• **WRITTEN EXERCISE**
Write every line of the records below as a JSON list of strings, one string per line, skipping any blank lines. Leave the pictures out.

## Start MATERIAL

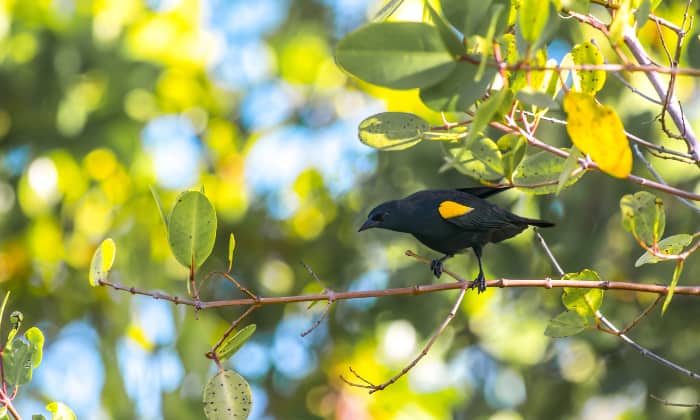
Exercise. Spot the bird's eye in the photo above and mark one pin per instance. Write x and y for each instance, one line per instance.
(378, 217)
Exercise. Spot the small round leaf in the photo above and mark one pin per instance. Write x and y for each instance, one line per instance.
(227, 396)
(192, 228)
(392, 130)
(102, 261)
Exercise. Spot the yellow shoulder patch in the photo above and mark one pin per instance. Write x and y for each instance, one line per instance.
(450, 209)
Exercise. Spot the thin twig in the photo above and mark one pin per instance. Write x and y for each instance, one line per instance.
(658, 177)
(424, 352)
(610, 326)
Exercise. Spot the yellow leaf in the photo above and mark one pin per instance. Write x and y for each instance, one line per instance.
(598, 132)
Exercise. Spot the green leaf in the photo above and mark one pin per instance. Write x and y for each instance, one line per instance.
(474, 17)
(60, 411)
(565, 324)
(464, 161)
(387, 10)
(570, 164)
(459, 90)
(585, 302)
(672, 287)
(102, 261)
(513, 148)
(398, 55)
(448, 35)
(231, 345)
(231, 248)
(578, 6)
(588, 81)
(532, 16)
(673, 245)
(227, 395)
(485, 150)
(392, 130)
(643, 215)
(156, 198)
(539, 173)
(23, 356)
(486, 112)
(541, 100)
(192, 228)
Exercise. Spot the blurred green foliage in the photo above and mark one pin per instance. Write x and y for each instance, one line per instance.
(79, 81)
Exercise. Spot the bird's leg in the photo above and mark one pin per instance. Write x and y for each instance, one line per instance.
(436, 265)
(480, 281)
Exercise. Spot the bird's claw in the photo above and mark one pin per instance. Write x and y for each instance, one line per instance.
(479, 283)
(436, 267)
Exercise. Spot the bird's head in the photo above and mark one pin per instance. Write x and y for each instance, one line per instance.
(385, 216)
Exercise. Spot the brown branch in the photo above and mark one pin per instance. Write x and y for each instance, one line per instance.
(614, 330)
(426, 349)
(587, 164)
(674, 404)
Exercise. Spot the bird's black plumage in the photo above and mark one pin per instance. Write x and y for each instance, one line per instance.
(451, 221)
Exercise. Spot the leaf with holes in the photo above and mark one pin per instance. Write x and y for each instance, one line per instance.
(192, 228)
(565, 324)
(227, 395)
(539, 173)
(392, 130)
(598, 132)
(397, 55)
(673, 245)
(588, 81)
(643, 215)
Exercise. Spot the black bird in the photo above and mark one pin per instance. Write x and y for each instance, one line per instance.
(451, 221)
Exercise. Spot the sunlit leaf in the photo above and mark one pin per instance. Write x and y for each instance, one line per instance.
(541, 100)
(533, 15)
(513, 148)
(673, 245)
(486, 112)
(585, 302)
(485, 150)
(23, 356)
(233, 343)
(60, 411)
(565, 324)
(588, 81)
(449, 37)
(399, 55)
(539, 173)
(192, 228)
(102, 261)
(643, 215)
(459, 90)
(392, 130)
(672, 287)
(598, 132)
(474, 17)
(227, 395)
(231, 248)
(156, 198)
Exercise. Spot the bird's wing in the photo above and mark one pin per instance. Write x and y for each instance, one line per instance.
(477, 218)
(483, 192)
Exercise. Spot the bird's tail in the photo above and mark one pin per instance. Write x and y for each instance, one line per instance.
(534, 222)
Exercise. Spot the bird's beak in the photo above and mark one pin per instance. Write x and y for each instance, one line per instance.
(367, 224)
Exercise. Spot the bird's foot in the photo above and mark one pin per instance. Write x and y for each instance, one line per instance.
(479, 283)
(436, 267)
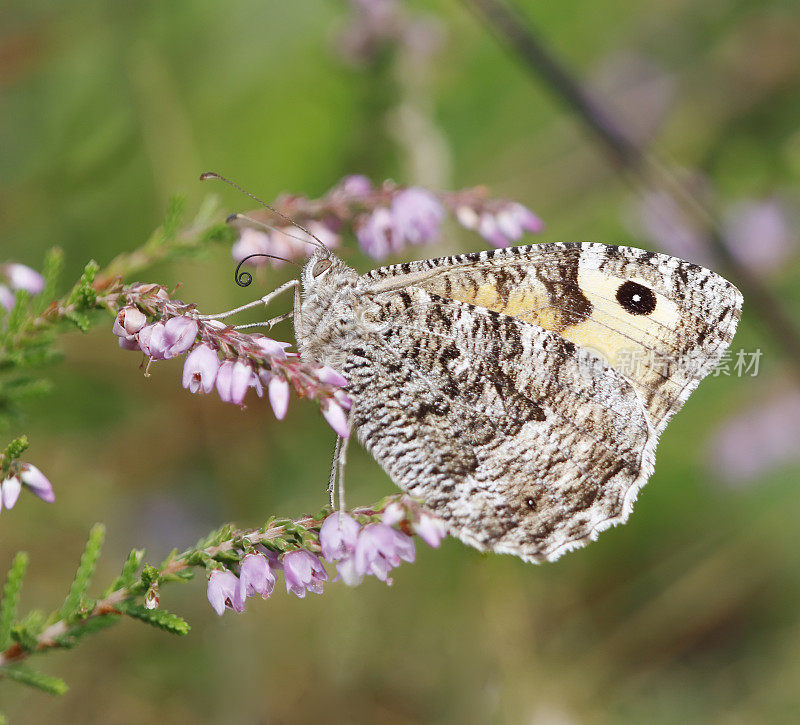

## End MATERIAL

• **RESPONSE TO THE EXERCISE**
[
  "Exercise. Spot the bird's eye in the photo above and mark one pin per instance. Write x and y for each instance, one line per instance.",
  "(378, 217)",
  "Exercise. Spot the small round leaf in the photo above and mark one pin per instance. Write x and y for each instance, one line per instance.",
  "(227, 396)",
  "(192, 228)",
  "(392, 130)",
  "(102, 261)",
  "Exercise. Spot the yellow shoulder patch in the photo above and mark one pin per instance. Write x and y for each instance, one line per instance.",
  "(450, 209)",
  "Exercise. Spot the thin twig in the photo above and mark one pin per instance. Write x and y for each instance, one line per instance.",
  "(658, 177)",
  "(424, 352)",
  "(610, 326)",
  "Exercise. Spot the yellow leaf in the photo above and mark one pin per instance. Write x and y for each instance, one line per instance.",
  "(598, 132)",
  "Exercise. Spot the green leaf in the photo above and mark one pin per instance. Write x and y for each instance, one line per instance.",
  "(474, 17)",
  "(60, 411)",
  "(565, 324)",
  "(464, 161)",
  "(387, 10)",
  "(570, 164)",
  "(459, 90)",
  "(585, 302)",
  "(672, 287)",
  "(102, 261)",
  "(513, 148)",
  "(398, 55)",
  "(448, 35)",
  "(231, 345)",
  "(231, 248)",
  "(578, 6)",
  "(588, 81)",
  "(532, 16)",
  "(673, 245)",
  "(227, 395)",
  "(485, 150)",
  "(392, 130)",
  "(643, 215)",
  "(156, 198)",
  "(539, 173)",
  "(23, 356)",
  "(486, 112)",
  "(541, 100)",
  "(192, 228)",
  "Exercise. Spot the blurred green foliage in the photo above and mark one pin per instance. Write x and y for each instance, one line per instance.",
  "(79, 81)",
  "Exercise. Spot the bird's leg in the photo above and mark one pin per instance. Write x and y for each instance, one line per instance.",
  "(436, 265)",
  "(480, 281)",
  "Exercise. Spot the bird's claw in the photo above and mark one pin per instance. Write x and y for each instance, one line per instance.",
  "(479, 283)",
  "(436, 267)",
  "Exercise. Spot the bird's head in the photo above and mark one pin per instance. Write x and y for each instance, one line per instance.",
  "(385, 216)",
  "Exercise. Spot the brown branch in the photo above and mark one pin per instance. Write x and y for each instance, one line per instance.",
  "(614, 330)",
  "(426, 349)",
  "(587, 164)",
  "(674, 404)",
  "Exercise. Spot the bird's black plumage in the photo above and mark one pin per instance. Write x and y for each instance, one line per instance.",
  "(451, 221)",
  "Exercise. Spot the leaf with holes in the photo above and mark one pin per instance. Write x and y for each instance, one line per instance.",
  "(192, 228)",
  "(565, 324)",
  "(227, 395)",
  "(539, 173)",
  "(392, 130)",
  "(598, 132)",
  "(397, 55)",
  "(673, 245)",
  "(588, 81)",
  "(643, 215)",
  "Exercise. Spot the black bird in the photo above and mark one pin per instance. Write x and y for each instance, one line per instance.",
  "(451, 221)",
  "Exercise. Spot the sunlit leaf in the photo above and mark one pin per instance. Write x and y for each instance, one line per instance.",
  "(541, 100)",
  "(533, 15)",
  "(513, 148)",
  "(673, 245)",
  "(486, 112)",
  "(585, 302)",
  "(485, 150)",
  "(23, 356)",
  "(233, 343)",
  "(60, 411)",
  "(565, 324)",
  "(588, 81)",
  "(449, 37)",
  "(399, 55)",
  "(539, 173)",
  "(192, 228)",
  "(102, 261)",
  "(643, 215)",
  "(459, 90)",
  "(392, 130)",
  "(672, 287)",
  "(598, 132)",
  "(474, 17)",
  "(227, 395)",
  "(231, 248)",
  "(156, 198)",
  "Exercise. Spot the bird's wing in the photo above and mark one pin per instance. Write x and y for each instance, one line per instance.",
  "(477, 218)",
  "(483, 192)",
  "Exercise. Spot the bird's tail in the photo above and mark one pin per instance. Write x and y for each instance, one line per instance.",
  "(534, 222)",
  "Exercise. Spot the bird's beak in the photo above and mark one pin per instance. Write x and y for each instance, one line per instance.",
  "(367, 224)",
  "Exercise. Spot the bird's foot in the photo above and mark one pin per instance. Write x and y for each instance, one line per instance.",
  "(479, 283)",
  "(436, 267)"
]